- _COMPITO DA SVOLGERE_
Raccogli tutte le righe dei record in cui compare la parola "white" e trascrivile per intero.
──────── VOCI DEL DATASET ────────
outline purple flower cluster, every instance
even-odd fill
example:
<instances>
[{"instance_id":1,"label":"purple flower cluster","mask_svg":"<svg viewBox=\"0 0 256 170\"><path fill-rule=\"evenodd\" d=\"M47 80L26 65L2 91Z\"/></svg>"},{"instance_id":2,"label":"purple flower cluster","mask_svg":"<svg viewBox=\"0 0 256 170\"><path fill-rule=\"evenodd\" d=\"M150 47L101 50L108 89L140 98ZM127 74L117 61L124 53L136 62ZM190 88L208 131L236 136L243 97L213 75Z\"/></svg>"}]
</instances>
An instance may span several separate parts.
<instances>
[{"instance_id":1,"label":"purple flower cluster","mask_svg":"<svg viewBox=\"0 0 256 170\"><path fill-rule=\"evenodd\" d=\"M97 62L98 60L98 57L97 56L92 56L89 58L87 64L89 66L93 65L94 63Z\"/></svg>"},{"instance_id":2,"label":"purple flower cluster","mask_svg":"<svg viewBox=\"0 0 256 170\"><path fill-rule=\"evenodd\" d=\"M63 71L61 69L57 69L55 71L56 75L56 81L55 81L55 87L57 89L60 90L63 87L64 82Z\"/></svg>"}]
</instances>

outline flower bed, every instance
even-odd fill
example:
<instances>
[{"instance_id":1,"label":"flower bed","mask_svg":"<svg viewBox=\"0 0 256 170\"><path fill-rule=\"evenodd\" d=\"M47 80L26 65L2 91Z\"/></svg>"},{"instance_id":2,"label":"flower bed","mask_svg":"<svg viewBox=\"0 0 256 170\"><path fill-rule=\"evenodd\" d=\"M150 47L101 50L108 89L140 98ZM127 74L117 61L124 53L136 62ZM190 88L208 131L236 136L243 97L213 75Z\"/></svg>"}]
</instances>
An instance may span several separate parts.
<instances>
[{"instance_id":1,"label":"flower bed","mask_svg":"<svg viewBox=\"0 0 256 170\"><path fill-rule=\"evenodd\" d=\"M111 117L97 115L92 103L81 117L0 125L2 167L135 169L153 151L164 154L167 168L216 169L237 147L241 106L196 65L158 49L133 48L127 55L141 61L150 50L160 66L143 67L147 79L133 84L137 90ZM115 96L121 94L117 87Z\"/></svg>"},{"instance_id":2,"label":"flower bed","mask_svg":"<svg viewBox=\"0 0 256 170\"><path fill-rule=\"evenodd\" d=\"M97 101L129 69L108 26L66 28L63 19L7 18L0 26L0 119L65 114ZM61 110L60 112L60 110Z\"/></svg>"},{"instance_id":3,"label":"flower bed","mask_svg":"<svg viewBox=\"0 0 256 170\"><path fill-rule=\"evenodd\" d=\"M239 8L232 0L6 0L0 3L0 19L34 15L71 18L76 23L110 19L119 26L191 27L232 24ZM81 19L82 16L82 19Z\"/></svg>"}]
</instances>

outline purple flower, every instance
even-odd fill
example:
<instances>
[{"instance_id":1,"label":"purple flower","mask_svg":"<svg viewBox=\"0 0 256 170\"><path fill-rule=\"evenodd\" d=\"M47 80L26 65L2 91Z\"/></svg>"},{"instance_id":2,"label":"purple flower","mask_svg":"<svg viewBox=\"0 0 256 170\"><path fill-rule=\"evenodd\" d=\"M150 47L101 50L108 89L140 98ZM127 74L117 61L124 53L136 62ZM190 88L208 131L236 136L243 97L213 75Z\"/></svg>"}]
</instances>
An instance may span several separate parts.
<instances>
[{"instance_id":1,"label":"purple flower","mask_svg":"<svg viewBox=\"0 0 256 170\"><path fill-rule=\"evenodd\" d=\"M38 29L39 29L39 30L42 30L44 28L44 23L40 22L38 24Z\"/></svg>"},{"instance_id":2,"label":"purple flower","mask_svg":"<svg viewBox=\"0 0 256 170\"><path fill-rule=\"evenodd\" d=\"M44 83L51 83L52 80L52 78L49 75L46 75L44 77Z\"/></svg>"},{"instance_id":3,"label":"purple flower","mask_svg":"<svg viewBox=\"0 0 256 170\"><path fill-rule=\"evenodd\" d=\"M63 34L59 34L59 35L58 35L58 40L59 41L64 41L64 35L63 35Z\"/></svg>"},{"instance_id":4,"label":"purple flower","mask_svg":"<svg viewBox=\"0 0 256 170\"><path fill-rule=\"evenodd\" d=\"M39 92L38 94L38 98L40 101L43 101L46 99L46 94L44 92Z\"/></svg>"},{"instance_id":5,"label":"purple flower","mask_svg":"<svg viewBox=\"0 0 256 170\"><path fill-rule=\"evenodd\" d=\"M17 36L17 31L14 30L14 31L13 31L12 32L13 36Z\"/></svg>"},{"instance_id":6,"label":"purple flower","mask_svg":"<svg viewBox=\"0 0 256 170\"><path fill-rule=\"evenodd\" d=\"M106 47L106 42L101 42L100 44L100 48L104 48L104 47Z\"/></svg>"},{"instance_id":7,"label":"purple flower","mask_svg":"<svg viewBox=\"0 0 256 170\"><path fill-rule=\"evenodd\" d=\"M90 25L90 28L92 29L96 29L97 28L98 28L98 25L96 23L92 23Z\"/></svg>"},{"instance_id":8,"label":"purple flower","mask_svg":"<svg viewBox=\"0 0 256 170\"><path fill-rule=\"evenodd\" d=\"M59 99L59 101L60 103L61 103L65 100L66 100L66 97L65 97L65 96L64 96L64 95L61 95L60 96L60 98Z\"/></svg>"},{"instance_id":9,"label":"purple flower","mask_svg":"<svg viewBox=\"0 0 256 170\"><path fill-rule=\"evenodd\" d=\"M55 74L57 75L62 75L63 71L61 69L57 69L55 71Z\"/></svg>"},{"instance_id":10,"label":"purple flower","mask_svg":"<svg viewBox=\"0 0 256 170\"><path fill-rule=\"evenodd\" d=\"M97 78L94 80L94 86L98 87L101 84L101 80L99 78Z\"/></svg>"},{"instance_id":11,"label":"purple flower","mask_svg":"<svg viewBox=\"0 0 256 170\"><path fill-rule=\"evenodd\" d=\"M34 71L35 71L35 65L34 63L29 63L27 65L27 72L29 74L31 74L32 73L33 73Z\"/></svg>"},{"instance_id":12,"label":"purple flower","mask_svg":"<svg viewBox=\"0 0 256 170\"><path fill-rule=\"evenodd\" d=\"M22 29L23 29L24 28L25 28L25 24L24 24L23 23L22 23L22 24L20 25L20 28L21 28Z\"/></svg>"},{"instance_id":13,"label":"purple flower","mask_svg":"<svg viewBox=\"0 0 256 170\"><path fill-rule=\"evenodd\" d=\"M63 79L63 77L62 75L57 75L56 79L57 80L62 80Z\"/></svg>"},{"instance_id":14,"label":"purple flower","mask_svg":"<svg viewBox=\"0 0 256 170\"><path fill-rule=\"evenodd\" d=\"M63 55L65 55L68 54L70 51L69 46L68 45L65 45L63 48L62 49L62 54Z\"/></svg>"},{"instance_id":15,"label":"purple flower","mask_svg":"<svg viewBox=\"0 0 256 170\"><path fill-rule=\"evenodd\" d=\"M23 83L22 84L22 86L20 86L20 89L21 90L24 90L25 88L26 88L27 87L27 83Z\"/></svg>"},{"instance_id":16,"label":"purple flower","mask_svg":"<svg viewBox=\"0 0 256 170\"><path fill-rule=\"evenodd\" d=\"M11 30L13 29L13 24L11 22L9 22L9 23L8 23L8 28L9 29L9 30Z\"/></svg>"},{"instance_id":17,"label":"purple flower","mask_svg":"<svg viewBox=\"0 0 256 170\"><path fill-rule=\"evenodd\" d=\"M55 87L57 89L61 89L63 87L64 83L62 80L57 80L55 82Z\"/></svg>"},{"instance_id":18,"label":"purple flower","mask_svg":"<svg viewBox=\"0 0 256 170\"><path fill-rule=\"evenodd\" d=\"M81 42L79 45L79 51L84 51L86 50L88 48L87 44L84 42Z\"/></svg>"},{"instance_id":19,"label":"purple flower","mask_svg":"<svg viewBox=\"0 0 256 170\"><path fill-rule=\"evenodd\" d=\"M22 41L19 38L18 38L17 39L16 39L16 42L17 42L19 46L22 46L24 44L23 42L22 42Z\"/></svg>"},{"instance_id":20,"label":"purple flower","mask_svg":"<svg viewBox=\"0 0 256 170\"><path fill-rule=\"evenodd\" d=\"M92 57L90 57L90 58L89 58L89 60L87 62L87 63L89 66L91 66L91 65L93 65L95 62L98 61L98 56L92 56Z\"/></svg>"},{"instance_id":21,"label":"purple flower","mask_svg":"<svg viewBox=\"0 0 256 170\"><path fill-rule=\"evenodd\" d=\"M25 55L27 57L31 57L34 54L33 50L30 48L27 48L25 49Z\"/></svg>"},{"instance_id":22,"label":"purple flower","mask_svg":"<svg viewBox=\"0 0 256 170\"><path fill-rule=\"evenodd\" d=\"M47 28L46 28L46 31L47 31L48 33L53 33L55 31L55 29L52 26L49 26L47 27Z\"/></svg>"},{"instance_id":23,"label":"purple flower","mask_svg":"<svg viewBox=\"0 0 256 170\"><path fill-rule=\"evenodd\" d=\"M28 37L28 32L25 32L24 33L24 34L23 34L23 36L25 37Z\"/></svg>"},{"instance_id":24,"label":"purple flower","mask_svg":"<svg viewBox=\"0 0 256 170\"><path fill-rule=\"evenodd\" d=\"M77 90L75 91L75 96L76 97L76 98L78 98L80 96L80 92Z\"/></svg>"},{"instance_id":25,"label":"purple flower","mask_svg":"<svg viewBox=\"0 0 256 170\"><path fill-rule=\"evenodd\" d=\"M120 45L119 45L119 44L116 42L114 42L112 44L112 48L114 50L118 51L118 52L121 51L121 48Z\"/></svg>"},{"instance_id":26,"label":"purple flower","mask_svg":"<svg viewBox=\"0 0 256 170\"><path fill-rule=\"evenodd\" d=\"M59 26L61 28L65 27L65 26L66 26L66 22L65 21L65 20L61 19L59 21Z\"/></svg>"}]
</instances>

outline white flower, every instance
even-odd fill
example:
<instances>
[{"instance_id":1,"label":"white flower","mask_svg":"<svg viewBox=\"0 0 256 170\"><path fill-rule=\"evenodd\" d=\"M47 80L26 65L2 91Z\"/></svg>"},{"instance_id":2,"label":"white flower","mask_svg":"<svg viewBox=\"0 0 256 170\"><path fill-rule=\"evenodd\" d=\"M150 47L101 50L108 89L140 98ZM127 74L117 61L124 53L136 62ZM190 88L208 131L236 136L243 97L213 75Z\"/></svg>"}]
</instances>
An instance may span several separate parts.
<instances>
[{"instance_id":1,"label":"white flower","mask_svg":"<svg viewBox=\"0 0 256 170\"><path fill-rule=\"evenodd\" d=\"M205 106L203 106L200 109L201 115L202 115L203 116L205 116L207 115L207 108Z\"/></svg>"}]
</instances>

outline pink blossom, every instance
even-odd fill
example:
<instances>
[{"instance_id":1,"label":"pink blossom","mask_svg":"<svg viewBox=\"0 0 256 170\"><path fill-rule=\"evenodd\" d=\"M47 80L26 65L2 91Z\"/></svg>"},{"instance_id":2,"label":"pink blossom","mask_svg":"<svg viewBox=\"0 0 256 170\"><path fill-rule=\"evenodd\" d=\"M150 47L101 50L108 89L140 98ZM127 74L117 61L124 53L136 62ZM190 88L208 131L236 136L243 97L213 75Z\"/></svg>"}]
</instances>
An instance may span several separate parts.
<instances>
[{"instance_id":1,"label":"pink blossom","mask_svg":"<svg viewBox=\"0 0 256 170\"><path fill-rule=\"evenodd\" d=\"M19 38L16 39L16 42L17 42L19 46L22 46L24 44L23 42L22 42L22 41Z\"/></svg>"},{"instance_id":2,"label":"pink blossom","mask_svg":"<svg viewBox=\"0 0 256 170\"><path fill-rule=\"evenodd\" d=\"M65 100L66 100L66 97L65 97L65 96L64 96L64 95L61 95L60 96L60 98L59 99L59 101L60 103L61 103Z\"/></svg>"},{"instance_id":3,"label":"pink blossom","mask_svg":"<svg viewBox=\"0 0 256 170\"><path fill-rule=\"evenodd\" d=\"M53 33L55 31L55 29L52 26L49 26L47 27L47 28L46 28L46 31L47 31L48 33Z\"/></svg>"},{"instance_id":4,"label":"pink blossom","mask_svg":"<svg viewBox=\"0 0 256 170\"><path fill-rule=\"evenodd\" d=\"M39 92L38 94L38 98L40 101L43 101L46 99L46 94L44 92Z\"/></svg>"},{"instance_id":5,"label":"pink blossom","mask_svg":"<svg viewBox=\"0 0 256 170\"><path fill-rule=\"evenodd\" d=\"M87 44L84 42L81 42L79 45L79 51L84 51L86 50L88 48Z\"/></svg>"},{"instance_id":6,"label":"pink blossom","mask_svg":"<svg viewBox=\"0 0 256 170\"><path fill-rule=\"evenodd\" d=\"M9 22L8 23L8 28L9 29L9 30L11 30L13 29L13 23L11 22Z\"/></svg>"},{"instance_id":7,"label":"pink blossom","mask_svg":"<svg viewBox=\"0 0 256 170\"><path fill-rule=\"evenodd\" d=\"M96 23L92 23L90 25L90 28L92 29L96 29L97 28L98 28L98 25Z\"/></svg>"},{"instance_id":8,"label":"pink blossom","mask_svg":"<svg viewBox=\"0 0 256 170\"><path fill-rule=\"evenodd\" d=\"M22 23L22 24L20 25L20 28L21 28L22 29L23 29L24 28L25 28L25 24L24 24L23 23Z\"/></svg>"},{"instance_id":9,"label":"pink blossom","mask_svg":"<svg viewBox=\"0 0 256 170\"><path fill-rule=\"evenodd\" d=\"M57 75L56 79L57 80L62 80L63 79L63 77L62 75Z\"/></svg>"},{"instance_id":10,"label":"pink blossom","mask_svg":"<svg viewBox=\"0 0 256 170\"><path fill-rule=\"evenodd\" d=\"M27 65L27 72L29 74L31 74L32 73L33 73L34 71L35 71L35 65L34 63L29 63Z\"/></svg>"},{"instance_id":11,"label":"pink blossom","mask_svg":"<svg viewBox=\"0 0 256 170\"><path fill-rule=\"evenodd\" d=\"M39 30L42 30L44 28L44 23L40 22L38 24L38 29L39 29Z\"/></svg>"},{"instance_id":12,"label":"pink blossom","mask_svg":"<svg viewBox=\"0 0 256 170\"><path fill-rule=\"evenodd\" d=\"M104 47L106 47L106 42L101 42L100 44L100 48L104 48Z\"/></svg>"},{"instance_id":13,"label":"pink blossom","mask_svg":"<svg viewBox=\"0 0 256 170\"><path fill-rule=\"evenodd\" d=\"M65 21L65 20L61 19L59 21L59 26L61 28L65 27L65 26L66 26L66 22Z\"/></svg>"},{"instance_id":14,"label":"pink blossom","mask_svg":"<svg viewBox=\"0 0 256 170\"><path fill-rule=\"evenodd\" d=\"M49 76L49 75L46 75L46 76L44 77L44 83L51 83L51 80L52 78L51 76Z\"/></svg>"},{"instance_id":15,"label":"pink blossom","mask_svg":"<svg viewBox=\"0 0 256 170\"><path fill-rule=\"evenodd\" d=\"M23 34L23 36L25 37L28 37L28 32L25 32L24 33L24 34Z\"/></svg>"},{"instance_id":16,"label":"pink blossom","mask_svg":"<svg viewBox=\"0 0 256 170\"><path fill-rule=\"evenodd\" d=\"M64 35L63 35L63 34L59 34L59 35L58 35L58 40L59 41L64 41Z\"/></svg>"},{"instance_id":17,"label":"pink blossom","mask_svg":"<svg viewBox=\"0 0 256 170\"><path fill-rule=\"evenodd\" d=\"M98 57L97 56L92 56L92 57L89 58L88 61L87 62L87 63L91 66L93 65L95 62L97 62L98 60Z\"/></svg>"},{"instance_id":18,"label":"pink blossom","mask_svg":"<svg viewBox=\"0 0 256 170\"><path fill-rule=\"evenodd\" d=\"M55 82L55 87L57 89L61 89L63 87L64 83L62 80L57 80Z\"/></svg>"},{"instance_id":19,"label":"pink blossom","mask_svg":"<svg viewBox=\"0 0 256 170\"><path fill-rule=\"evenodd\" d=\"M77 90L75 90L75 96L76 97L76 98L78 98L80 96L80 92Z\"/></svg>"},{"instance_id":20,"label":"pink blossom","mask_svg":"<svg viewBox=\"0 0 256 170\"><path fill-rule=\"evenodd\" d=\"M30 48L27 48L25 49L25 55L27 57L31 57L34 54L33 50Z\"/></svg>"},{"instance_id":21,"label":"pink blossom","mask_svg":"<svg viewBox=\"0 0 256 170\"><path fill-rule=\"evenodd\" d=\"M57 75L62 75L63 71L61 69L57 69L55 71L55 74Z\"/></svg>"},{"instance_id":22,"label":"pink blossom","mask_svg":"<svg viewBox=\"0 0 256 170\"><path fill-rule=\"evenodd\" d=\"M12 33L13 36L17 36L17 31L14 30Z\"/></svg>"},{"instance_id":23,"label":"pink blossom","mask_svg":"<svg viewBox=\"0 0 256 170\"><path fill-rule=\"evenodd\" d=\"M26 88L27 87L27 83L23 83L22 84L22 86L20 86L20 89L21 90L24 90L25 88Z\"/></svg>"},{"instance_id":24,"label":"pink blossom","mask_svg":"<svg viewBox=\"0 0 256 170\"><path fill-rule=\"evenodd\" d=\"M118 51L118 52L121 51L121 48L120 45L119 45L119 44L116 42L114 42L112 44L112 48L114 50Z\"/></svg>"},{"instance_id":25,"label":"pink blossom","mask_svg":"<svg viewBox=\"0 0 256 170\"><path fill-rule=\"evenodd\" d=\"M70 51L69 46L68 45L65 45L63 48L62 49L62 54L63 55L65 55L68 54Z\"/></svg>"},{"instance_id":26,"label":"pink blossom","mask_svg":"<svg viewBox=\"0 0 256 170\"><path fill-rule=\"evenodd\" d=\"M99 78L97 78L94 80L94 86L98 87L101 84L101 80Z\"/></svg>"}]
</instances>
────────
- _SOLUZIONE ESERCIZIO_
outline white flower, every instance
[{"instance_id":1,"label":"white flower","mask_svg":"<svg viewBox=\"0 0 256 170\"><path fill-rule=\"evenodd\" d=\"M47 80L26 65L2 91Z\"/></svg>"},{"instance_id":2,"label":"white flower","mask_svg":"<svg viewBox=\"0 0 256 170\"><path fill-rule=\"evenodd\" d=\"M150 47L101 50L108 89L140 98ZM127 74L117 61L124 53L136 62ZM190 88L208 131L236 136L243 97L213 75Z\"/></svg>"}]
[{"instance_id":1,"label":"white flower","mask_svg":"<svg viewBox=\"0 0 256 170\"><path fill-rule=\"evenodd\" d=\"M205 106L203 106L200 109L201 115L202 115L203 116L205 116L207 115L207 108Z\"/></svg>"}]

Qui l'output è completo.